**What the exercise asks:**
Transcribe the stretch of entries below from the line with "rough mask: <svg" through the line with "positive clicks: (335, 30)", exactly and with both ends included; leave out all other lines.

**Data shown:**
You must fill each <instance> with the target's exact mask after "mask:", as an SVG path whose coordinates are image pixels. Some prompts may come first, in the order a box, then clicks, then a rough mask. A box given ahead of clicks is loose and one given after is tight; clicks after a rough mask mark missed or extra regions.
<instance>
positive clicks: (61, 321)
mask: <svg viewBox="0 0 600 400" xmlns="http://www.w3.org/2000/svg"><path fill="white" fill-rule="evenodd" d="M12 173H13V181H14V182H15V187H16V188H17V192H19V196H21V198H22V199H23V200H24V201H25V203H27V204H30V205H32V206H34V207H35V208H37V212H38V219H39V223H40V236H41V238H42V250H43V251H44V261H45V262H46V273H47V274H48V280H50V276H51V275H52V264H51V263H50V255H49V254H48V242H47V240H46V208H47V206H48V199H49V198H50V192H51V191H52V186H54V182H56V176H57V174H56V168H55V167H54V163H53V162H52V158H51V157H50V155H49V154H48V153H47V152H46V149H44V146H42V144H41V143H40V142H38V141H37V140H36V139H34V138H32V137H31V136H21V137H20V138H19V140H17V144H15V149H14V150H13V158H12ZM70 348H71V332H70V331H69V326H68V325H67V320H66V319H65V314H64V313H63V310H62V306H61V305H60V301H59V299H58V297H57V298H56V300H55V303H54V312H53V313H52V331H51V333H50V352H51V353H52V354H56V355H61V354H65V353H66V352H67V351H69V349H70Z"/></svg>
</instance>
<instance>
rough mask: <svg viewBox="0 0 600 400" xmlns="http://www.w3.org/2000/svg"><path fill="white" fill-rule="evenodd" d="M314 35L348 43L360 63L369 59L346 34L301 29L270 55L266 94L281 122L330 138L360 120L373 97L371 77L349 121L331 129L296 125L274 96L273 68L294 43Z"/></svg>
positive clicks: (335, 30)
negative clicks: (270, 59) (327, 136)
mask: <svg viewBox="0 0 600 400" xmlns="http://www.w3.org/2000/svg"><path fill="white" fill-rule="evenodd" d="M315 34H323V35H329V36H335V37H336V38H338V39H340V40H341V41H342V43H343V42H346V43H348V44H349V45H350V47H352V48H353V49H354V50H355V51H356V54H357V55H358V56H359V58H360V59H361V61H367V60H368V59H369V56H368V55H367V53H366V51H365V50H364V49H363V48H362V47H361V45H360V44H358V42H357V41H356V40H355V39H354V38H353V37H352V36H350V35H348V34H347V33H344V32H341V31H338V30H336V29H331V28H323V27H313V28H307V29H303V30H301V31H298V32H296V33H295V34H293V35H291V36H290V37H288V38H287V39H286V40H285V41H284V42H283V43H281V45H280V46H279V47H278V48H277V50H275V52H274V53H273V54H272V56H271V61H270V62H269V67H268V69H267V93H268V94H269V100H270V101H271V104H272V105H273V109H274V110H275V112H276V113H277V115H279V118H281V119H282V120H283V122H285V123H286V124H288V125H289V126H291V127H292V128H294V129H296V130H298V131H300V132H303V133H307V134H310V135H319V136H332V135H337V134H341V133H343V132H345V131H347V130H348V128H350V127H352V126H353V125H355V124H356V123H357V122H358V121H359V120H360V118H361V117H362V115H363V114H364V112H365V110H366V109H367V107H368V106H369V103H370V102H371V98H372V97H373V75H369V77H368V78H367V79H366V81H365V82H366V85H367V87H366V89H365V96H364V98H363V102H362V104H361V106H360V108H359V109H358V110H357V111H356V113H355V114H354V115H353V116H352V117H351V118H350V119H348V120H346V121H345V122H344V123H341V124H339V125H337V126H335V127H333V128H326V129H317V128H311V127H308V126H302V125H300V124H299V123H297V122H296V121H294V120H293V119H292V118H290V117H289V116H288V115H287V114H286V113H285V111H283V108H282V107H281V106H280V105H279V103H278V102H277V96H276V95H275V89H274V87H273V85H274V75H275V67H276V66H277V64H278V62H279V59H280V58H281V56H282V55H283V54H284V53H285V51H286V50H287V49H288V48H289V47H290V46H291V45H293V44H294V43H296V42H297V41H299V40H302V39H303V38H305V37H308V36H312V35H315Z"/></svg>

**Written answer:**
rough mask: <svg viewBox="0 0 600 400" xmlns="http://www.w3.org/2000/svg"><path fill="white" fill-rule="evenodd" d="M314 35L348 43L360 63L369 59L346 34L301 29L270 55L266 94L281 122L330 138L360 120L373 97L371 77L349 121L331 129L296 125L274 96L273 68L294 43Z"/></svg>
positive clicks: (335, 30)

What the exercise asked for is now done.